▸ Materials provided
((

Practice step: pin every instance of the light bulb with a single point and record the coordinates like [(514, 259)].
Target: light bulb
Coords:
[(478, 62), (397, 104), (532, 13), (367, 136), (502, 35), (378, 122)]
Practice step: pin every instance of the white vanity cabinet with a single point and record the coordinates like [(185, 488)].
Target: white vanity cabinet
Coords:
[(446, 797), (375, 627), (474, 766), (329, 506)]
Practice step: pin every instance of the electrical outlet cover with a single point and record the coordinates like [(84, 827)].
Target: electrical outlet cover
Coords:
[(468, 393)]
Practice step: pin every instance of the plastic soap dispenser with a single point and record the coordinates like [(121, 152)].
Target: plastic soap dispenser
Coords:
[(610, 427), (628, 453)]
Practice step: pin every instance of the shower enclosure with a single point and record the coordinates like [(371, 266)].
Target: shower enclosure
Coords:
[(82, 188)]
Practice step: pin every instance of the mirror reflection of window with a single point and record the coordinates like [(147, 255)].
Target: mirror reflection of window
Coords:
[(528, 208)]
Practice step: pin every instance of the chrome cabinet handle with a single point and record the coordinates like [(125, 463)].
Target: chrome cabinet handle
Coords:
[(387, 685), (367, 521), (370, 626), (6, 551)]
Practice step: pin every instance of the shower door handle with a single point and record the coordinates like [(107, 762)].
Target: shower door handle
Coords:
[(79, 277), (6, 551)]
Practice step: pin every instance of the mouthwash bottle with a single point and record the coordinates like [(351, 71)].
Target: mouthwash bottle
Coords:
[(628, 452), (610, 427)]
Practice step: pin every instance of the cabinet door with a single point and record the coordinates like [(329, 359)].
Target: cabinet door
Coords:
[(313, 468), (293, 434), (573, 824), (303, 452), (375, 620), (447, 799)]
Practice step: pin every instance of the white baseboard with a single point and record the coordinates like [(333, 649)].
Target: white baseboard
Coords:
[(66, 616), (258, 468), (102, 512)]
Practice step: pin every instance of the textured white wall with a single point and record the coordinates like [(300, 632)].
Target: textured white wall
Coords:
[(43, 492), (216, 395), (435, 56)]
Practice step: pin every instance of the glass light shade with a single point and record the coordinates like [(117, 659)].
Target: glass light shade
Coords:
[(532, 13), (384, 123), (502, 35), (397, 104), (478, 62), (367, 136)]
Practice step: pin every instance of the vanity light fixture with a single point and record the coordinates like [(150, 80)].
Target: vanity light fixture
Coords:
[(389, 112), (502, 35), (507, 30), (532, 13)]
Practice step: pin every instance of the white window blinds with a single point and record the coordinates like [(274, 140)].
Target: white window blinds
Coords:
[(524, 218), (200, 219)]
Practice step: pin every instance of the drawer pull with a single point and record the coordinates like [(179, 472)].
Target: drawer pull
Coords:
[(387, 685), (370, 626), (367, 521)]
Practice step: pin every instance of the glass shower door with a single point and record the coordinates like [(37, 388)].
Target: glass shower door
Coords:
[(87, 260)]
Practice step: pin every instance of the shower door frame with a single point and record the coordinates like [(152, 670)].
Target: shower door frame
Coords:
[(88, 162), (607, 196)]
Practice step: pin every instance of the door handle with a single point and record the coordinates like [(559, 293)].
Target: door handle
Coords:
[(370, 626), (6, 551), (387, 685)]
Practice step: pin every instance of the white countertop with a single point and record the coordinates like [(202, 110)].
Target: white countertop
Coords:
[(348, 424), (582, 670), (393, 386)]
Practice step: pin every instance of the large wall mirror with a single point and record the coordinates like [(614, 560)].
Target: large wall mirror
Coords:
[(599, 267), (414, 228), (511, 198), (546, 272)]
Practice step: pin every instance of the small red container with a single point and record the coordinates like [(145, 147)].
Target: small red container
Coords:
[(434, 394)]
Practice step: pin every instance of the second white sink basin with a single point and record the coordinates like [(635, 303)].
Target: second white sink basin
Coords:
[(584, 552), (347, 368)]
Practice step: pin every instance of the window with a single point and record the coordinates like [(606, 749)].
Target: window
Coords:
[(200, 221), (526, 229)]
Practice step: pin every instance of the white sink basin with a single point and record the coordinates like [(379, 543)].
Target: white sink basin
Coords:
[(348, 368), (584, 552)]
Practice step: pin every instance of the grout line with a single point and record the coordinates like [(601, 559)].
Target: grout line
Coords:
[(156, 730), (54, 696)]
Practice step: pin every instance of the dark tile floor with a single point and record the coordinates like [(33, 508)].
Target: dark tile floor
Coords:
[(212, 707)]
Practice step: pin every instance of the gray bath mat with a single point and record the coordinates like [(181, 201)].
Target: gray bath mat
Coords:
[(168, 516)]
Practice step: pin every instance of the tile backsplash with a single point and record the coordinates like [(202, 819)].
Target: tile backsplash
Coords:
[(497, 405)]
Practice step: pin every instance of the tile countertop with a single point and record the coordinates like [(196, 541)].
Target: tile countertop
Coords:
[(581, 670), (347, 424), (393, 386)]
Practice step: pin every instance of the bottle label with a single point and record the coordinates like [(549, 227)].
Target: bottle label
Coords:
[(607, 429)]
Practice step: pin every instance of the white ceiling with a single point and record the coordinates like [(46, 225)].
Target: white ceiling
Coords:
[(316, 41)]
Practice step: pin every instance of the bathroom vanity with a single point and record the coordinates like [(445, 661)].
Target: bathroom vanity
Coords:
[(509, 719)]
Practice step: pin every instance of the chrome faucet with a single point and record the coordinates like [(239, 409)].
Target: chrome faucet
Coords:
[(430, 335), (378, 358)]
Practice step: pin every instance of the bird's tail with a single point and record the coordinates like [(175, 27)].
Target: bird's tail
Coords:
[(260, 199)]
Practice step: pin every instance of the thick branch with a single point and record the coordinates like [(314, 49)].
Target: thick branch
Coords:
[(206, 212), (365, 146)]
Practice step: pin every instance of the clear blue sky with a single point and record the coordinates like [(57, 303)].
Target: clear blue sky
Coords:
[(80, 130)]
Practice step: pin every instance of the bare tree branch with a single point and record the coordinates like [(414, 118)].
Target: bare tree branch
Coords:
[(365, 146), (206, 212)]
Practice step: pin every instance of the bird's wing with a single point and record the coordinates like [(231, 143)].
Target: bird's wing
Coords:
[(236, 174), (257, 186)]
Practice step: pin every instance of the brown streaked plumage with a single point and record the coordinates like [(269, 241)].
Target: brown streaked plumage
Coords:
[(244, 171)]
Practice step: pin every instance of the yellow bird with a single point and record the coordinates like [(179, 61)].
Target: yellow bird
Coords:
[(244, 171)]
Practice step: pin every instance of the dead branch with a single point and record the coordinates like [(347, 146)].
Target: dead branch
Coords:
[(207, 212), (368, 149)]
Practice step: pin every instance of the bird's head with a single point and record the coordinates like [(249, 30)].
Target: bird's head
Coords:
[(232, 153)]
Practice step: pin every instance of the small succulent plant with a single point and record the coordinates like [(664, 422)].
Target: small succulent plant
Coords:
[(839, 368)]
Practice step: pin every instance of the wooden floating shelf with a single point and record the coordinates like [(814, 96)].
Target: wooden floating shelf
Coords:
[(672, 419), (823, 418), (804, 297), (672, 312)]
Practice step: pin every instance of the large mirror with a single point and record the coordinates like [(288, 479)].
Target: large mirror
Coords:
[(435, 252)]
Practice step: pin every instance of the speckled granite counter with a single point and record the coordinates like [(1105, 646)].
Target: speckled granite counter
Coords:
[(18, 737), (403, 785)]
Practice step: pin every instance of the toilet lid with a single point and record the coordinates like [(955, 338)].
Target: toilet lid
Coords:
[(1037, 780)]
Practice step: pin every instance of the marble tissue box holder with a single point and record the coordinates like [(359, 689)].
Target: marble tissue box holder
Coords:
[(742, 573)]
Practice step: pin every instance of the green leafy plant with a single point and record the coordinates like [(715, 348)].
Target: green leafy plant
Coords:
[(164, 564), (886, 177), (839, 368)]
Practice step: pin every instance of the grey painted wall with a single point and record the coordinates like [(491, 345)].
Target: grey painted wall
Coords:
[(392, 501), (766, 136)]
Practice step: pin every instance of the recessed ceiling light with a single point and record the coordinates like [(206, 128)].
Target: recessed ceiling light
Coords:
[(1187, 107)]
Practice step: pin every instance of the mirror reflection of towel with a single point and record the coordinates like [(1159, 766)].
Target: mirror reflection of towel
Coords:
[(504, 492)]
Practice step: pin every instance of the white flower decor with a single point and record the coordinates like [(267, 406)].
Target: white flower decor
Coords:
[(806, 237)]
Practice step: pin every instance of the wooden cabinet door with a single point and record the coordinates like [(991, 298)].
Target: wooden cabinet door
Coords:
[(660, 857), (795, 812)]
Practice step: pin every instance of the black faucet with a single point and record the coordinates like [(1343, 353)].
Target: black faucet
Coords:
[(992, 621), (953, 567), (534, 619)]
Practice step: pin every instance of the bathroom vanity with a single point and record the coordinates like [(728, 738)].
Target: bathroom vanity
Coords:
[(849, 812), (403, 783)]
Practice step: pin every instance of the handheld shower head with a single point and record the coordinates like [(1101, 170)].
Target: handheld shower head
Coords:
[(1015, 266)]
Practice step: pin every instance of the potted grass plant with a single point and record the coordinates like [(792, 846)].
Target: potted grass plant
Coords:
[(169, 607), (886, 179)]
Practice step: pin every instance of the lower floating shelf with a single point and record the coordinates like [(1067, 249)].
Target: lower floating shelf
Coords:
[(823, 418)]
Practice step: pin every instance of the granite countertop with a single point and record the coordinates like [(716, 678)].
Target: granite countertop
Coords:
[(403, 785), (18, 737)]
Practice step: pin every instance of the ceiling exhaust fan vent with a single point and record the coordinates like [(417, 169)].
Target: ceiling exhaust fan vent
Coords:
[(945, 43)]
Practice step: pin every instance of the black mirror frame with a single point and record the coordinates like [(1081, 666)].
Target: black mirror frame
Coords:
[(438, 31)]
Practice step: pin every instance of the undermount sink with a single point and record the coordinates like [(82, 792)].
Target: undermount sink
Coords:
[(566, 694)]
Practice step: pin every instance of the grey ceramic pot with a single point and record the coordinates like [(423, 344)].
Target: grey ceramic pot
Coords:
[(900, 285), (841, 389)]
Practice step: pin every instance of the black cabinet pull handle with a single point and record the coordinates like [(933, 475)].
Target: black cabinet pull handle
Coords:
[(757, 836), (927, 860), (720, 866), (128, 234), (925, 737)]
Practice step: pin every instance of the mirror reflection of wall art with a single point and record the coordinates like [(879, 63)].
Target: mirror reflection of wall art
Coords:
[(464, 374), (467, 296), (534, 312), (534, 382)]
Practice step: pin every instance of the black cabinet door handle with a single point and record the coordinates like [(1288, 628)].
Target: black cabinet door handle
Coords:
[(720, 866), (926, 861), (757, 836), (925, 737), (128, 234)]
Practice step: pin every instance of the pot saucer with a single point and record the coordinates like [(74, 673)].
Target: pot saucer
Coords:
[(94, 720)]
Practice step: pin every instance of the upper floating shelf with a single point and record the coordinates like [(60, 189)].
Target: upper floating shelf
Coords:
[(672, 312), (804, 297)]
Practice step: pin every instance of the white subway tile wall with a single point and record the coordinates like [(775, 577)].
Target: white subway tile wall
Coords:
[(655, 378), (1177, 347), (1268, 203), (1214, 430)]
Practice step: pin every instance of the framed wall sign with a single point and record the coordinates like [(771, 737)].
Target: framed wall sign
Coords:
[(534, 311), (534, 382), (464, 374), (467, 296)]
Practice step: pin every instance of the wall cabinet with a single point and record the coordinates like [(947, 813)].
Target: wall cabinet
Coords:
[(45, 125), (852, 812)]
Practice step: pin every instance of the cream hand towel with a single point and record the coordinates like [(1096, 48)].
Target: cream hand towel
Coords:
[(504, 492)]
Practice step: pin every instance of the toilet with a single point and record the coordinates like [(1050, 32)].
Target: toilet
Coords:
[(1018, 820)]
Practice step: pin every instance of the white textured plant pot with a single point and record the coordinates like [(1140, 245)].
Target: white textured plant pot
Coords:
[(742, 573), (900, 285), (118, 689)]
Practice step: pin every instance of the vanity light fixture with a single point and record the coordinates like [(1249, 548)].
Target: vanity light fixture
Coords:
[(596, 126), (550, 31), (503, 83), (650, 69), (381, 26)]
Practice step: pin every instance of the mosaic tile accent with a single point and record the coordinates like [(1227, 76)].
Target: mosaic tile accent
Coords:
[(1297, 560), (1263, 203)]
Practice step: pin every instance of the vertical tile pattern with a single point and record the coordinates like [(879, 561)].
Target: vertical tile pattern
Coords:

))

▸ Written task
Update everything from the line containing "Practice step: pin every instance of the upper" down to the end of the records by swapping "Coords" for "Points" and leaving the rest untouched.

▸ Answer in full
Practice step: pin every instance of the upper floating shelf with a single point and record the coordinates like [(60, 189)].
Target: upper floating shelf
Points:
[(672, 312), (804, 297)]
Practice step: pin every instance of the white subway tile wall with a single point and record the coordinates like [(775, 577)].
Target: white subway tile wall
Points:
[(655, 378), (1177, 347), (1268, 203), (1214, 430)]
Practice step: pin every instance of the framed wall sign with a single point and record the coordinates like [(771, 737)].
Target: framed wall sign
Points:
[(534, 311), (534, 382), (464, 374), (467, 296)]
Practice step: pin every instance of the wall cabinet with a single point and record the coordinates like [(947, 813)].
Target: wall cabinet
Points:
[(45, 125), (852, 812)]
Practice step: pin every instance of the cream hand towel with a single point and record the coordinates like [(1096, 48)].
Target: cream hand towel
Points:
[(504, 492)]
Practice step: pin every instance of the toilet with a single point and record the coordinates like [(1050, 32)].
Target: toilet
Points:
[(1018, 820)]
Practice step: pin every instance of the white textured plant pot with a single point and record the coordinates like [(1140, 245)].
Target: white textured plant pot
Points:
[(742, 573), (900, 285), (118, 689)]
Practice step: pin every instance of the vanity light fixture with a single point and record the coordinates like [(1249, 548)].
Target: vanity light fixture
Points:
[(596, 126), (550, 31), (503, 83), (650, 69), (381, 26)]
Practice step: pin every instance of the mosaic tile accent with a single point and record the coordinates like [(1227, 76)].
Target: mosaic tile accent
Points:
[(1297, 560), (1263, 203)]
Practice step: pin every instance of the vertical tile pattern with a single point and record the coordinates like [(879, 561)].
Target: vertical tile pattern
Points:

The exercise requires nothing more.